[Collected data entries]
# # # # #
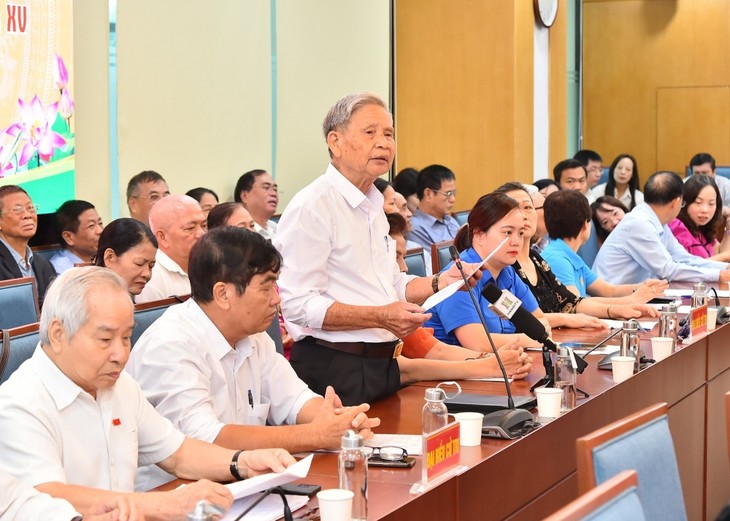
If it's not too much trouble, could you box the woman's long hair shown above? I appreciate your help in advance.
[677,174,723,243]
[605,153,640,209]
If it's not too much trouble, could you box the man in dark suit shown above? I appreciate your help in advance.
[0,185,56,306]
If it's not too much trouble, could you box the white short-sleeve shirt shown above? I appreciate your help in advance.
[136,249,191,303]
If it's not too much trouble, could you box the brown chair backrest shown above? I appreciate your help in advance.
[543,470,640,521]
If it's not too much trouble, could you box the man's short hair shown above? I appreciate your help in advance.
[573,149,602,166]
[644,171,684,205]
[544,190,591,240]
[393,168,418,199]
[55,200,95,247]
[386,212,407,237]
[40,267,131,345]
[689,153,716,171]
[416,164,456,200]
[189,227,282,304]
[552,159,586,184]
[0,185,29,212]
[126,170,166,199]
[322,92,389,139]
[233,169,267,203]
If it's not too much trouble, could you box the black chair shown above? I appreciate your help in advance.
[132,296,189,346]
[430,239,454,274]
[404,247,427,276]
[0,277,40,329]
[0,322,40,384]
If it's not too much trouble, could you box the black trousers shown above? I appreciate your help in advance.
[290,337,401,406]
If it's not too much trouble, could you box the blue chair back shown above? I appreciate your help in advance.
[577,403,687,521]
[30,244,63,263]
[685,165,730,180]
[132,296,187,346]
[453,210,469,226]
[0,323,40,384]
[0,277,40,329]
[431,240,454,274]
[265,313,284,355]
[404,248,427,277]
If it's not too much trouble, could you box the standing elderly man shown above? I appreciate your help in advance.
[593,171,730,284]
[233,169,279,240]
[0,267,296,520]
[126,170,170,228]
[137,194,207,303]
[0,185,56,304]
[274,92,482,406]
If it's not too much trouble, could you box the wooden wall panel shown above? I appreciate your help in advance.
[394,0,541,212]
[584,0,730,178]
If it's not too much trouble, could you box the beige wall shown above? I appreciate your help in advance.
[73,0,390,220]
[583,0,730,179]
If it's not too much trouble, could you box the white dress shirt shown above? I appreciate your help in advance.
[0,470,80,521]
[254,219,278,240]
[591,183,644,208]
[0,347,184,492]
[49,249,84,274]
[593,203,728,284]
[136,249,190,303]
[274,164,415,343]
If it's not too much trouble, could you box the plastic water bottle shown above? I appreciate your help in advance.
[554,347,576,412]
[422,387,448,435]
[338,429,368,520]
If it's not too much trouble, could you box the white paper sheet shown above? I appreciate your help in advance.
[366,434,423,455]
[225,454,313,500]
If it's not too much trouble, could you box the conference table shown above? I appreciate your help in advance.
[161,293,730,520]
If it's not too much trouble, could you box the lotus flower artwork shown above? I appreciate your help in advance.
[0,53,75,178]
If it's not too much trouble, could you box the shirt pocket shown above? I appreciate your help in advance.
[246,395,271,425]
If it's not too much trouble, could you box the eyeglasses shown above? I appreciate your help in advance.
[0,203,39,217]
[256,183,278,193]
[133,193,168,203]
[362,445,408,462]
[534,206,544,211]
[433,189,457,198]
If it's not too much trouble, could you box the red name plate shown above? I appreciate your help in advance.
[691,304,708,337]
[425,421,461,480]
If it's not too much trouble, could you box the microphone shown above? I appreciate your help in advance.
[481,283,588,375]
[447,246,535,439]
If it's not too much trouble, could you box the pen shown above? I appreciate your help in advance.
[248,389,254,408]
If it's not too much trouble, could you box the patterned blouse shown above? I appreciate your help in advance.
[514,249,582,314]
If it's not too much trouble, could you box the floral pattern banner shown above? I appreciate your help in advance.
[0,1,75,213]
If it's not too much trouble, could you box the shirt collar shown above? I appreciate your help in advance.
[325,163,383,211]
[550,238,585,268]
[414,209,447,226]
[635,203,664,234]
[31,346,85,410]
[187,299,252,361]
[156,249,187,275]
[0,236,32,268]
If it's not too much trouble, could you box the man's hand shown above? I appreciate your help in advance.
[633,279,669,302]
[237,448,297,478]
[495,342,532,379]
[310,386,381,449]
[379,301,430,337]
[166,479,233,520]
[85,496,144,521]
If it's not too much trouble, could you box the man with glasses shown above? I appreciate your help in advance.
[0,185,56,305]
[574,149,604,190]
[234,169,279,240]
[406,164,461,249]
[126,170,170,228]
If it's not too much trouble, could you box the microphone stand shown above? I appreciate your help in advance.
[448,246,534,438]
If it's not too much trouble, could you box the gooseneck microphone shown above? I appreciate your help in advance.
[448,246,534,438]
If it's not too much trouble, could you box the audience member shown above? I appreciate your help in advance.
[137,194,206,303]
[593,171,730,283]
[128,227,378,489]
[374,178,399,214]
[392,188,432,274]
[0,267,295,517]
[530,190,549,252]
[386,212,532,379]
[554,158,594,203]
[50,200,103,273]
[689,152,730,215]
[95,218,157,297]
[126,170,169,227]
[207,202,256,231]
[186,187,219,217]
[234,169,279,239]
[0,185,56,305]
[503,184,654,320]
[534,178,560,197]
[275,92,482,405]
[591,195,628,244]
[591,153,643,209]
[574,149,604,189]
[669,174,730,261]
[392,167,419,213]
[425,193,547,350]
[407,164,461,249]
[541,190,666,300]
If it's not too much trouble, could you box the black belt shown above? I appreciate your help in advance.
[306,337,403,359]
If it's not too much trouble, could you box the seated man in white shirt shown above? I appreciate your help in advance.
[233,169,279,239]
[0,267,295,519]
[136,194,207,303]
[50,200,104,273]
[128,227,379,489]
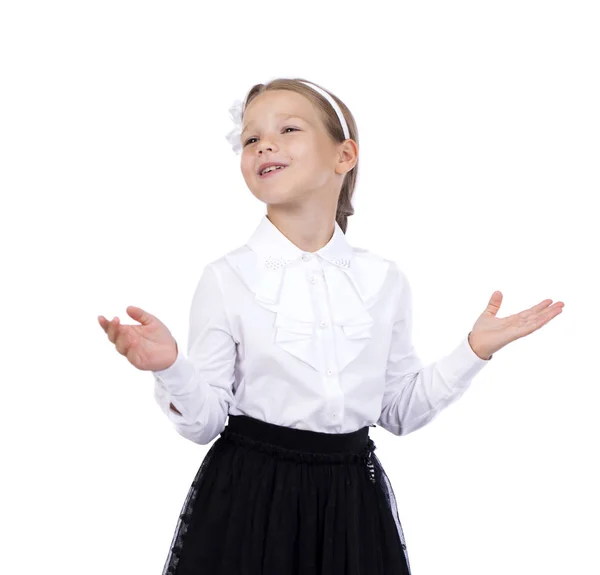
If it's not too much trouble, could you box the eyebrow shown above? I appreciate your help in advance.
[241,114,308,136]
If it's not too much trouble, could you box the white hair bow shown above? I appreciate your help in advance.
[225,99,244,154]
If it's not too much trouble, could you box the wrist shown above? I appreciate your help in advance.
[468,331,493,360]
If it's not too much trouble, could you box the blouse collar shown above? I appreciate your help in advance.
[226,214,390,313]
[246,214,354,271]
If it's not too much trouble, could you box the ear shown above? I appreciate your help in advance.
[335,139,358,175]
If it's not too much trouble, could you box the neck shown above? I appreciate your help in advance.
[266,207,336,253]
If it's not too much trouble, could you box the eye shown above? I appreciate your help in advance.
[243,127,299,147]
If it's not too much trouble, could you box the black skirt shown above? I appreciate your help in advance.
[162,414,412,575]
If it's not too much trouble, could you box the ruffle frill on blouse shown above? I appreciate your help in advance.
[225,247,390,373]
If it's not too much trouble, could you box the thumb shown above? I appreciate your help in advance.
[484,291,503,317]
[127,305,154,326]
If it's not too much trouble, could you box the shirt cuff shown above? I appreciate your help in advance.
[153,346,198,395]
[437,334,492,386]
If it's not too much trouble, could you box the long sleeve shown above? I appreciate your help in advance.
[377,263,491,436]
[153,263,237,445]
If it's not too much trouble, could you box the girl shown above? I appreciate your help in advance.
[98,77,564,574]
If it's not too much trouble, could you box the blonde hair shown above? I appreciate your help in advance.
[243,78,359,234]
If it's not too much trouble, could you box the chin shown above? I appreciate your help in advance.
[251,192,293,206]
[248,183,298,204]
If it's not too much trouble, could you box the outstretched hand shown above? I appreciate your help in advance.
[468,291,564,360]
[98,306,179,371]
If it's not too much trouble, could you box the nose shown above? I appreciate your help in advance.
[257,135,278,154]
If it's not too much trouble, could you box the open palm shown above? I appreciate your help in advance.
[469,291,564,359]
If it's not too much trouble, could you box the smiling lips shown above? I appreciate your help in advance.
[258,165,288,178]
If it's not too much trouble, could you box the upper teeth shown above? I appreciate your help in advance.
[261,165,285,175]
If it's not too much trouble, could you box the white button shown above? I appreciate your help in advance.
[310,276,317,284]
[302,253,310,261]
[319,320,328,328]
[332,412,337,418]
[326,369,333,376]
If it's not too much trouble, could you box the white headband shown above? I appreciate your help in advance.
[298,81,350,141]
[225,81,350,154]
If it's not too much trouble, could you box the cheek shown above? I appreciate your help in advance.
[240,158,254,179]
[299,150,327,176]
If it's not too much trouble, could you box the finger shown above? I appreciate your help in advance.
[115,328,130,356]
[107,316,120,344]
[543,303,564,321]
[518,299,557,322]
[484,291,503,315]
[527,304,564,332]
[526,299,554,314]
[127,305,153,326]
[98,315,108,333]
[535,308,563,332]
[530,301,564,322]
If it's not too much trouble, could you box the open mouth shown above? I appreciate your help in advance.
[259,165,288,179]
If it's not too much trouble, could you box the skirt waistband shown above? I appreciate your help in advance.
[220,414,376,465]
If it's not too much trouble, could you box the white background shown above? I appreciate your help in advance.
[1,1,598,573]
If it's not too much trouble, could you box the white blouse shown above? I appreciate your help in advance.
[153,214,491,445]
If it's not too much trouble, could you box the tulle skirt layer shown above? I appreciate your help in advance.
[162,414,412,575]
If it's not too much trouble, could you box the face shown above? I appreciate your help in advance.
[239,89,354,209]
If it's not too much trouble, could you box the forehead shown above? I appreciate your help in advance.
[242,90,318,130]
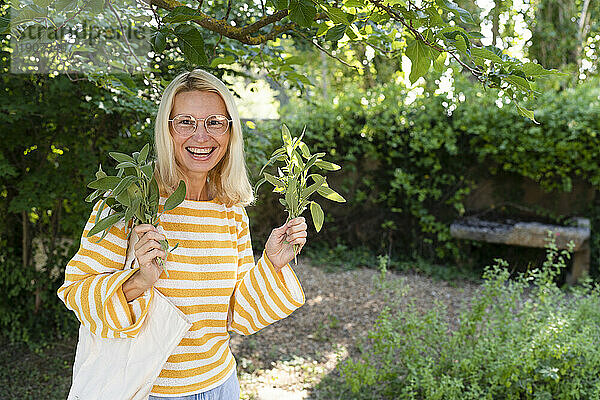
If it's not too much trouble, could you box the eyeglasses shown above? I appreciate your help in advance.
[168,114,233,136]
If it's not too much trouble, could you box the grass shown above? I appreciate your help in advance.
[0,335,75,399]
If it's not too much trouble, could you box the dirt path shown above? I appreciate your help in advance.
[229,259,480,400]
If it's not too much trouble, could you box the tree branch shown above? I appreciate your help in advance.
[294,29,361,71]
[143,0,297,44]
[370,0,484,83]
[240,9,289,35]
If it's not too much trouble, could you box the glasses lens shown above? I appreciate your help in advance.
[206,115,229,135]
[173,115,196,135]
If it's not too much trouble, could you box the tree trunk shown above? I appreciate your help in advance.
[491,1,501,47]
[575,0,593,72]
[320,51,328,99]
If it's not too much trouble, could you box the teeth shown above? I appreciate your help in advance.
[187,147,213,155]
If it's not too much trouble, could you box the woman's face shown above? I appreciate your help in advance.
[169,90,231,182]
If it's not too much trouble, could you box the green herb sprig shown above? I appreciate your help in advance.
[85,143,187,278]
[255,125,346,264]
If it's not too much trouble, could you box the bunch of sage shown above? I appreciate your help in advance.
[85,143,187,278]
[255,125,346,264]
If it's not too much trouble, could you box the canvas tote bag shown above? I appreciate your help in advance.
[67,226,192,400]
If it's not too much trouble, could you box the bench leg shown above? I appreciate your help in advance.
[567,241,590,285]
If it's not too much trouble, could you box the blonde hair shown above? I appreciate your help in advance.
[153,69,254,207]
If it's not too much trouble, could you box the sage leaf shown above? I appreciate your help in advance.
[317,185,346,202]
[315,160,341,171]
[282,124,292,145]
[87,176,121,190]
[138,143,150,164]
[85,189,102,203]
[298,142,311,158]
[164,180,186,211]
[115,161,138,169]
[301,175,325,199]
[113,175,137,197]
[95,164,107,179]
[264,172,284,188]
[141,163,154,179]
[310,201,324,232]
[87,211,125,238]
[109,151,135,163]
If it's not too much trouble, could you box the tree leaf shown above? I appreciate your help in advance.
[471,46,502,63]
[435,0,474,25]
[515,102,539,124]
[315,160,341,171]
[325,24,347,42]
[87,211,125,238]
[87,176,121,190]
[310,201,324,232]
[521,62,562,77]
[164,180,187,211]
[322,4,350,25]
[503,74,531,92]
[406,39,432,84]
[174,24,208,65]
[317,186,346,202]
[154,30,168,53]
[164,6,201,23]
[289,0,317,28]
[274,0,289,9]
[123,196,140,226]
[149,176,160,208]
[286,176,298,216]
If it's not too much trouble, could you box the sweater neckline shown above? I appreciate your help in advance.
[159,194,220,206]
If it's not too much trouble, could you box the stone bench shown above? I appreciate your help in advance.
[450,217,591,284]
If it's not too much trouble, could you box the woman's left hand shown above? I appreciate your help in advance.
[265,217,308,270]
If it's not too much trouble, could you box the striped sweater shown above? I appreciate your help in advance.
[57,195,305,396]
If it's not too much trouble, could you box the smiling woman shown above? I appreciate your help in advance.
[57,69,310,400]
[153,70,253,206]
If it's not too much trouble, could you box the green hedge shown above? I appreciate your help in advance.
[249,75,600,268]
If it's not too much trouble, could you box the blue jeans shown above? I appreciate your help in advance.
[148,370,240,400]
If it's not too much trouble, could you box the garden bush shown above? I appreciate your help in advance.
[337,236,600,399]
[254,74,600,270]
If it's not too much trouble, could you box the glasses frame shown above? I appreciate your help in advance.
[168,113,233,137]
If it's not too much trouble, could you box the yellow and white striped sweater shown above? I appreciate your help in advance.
[57,195,305,397]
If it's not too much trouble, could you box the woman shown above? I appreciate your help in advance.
[57,69,308,399]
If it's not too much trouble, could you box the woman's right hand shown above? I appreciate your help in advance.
[133,224,167,289]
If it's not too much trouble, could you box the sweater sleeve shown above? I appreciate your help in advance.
[227,207,305,335]
[56,200,154,339]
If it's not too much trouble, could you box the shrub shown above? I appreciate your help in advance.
[260,74,600,270]
[338,236,600,399]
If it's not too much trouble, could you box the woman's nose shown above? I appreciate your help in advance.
[191,122,210,140]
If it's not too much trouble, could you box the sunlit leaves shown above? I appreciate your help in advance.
[288,0,317,28]
[406,39,432,84]
[174,24,208,66]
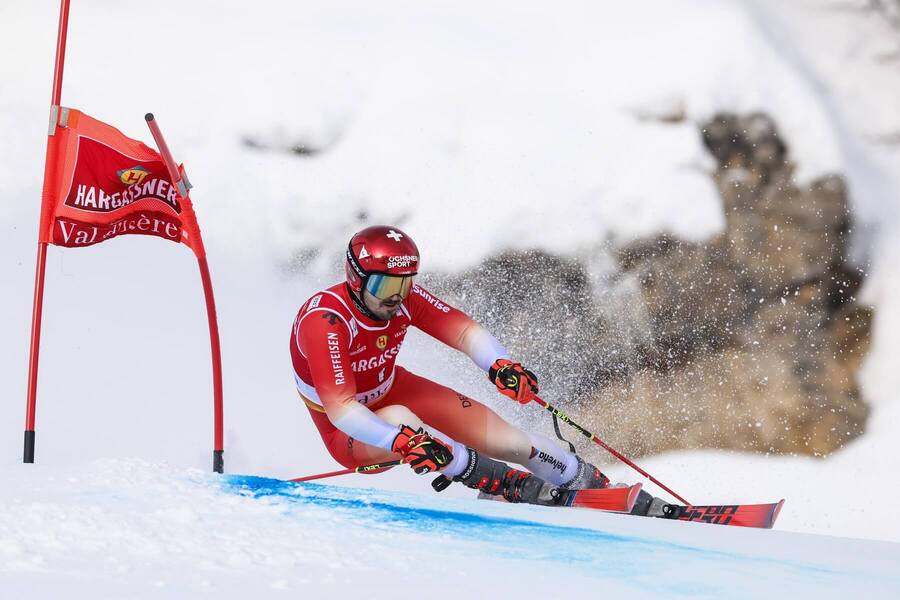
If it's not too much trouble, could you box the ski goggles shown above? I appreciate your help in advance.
[365,273,415,300]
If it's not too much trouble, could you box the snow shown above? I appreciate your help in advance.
[2,0,900,596]
[2,459,898,599]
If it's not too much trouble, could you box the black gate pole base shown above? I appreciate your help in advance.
[213,450,224,474]
[24,430,35,463]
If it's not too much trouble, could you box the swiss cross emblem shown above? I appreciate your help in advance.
[386,230,403,241]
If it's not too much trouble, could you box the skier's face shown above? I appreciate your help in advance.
[362,288,403,321]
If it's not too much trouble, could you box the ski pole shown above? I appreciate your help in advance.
[289,459,402,482]
[531,394,691,505]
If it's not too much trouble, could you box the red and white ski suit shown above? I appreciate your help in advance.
[290,283,579,483]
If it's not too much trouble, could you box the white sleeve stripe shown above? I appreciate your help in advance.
[468,327,510,372]
[293,372,321,402]
[330,406,402,451]
[375,428,400,449]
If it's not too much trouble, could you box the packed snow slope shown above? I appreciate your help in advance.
[1,459,898,599]
[3,3,900,594]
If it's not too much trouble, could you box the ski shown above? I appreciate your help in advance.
[564,483,642,513]
[478,483,642,513]
[663,499,785,529]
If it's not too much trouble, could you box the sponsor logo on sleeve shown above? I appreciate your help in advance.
[411,285,451,313]
[326,332,345,385]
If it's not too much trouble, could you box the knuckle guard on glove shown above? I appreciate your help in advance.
[489,358,539,404]
[391,424,454,474]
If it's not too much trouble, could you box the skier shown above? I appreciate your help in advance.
[290,225,669,515]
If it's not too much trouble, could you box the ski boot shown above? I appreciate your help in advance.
[454,448,565,506]
[560,456,611,490]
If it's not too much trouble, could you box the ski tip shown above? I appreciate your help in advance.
[768,498,786,529]
[626,483,642,513]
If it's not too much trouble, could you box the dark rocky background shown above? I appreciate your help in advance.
[433,113,872,461]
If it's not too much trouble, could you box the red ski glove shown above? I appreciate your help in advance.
[489,359,539,404]
[391,425,454,474]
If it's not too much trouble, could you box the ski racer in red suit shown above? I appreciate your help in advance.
[291,225,666,513]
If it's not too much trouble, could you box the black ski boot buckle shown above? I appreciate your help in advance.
[431,474,453,492]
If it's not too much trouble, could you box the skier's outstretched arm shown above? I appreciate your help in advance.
[405,284,509,371]
[406,285,539,403]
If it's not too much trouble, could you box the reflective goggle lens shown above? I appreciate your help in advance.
[365,274,414,300]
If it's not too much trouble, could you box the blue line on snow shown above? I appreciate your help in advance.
[220,474,872,599]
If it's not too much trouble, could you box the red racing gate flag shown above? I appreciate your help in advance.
[39,108,205,257]
[25,106,224,472]
[25,1,222,473]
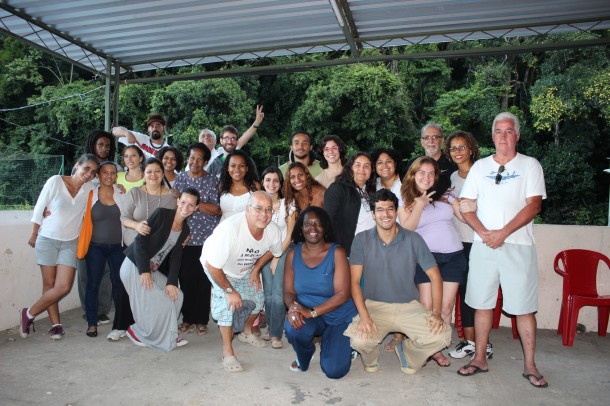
# # # # #
EXERCISE INSTRUCTIONS — Exact copy required, pictures excluded: the lines from the one holding "the skier's outstretched" through the last line of the data, both ends included.

EXERCISE RESPONSE —
If it's not too much trouble, could you box the skier's outstretched arm shown above? I appreciate your help in advance.
[405,284,509,371]
[406,285,539,403]
If it's not too much trouble, could you box the reflective goggle lens shown above? I appreciate your help in advance.
[365,274,414,300]
If it's not too much trouble, could you box the blue line on snow shown above? I appreciate your help in advance.
[220,474,872,599]
If it's not too much trouble, could you box the red racing gate flag shown above? I appreciate your help in advance.
[39,108,205,257]
[25,106,224,472]
[25,1,222,473]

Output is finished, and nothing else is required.